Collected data
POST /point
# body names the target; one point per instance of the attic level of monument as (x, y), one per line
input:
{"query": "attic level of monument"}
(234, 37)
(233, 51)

Exercise objective: Your answer should consist of all lines above that include the string "point".

Task answer:
POST /point
# body names the target; one point per instance of the attic level of monument as (x, y), one per line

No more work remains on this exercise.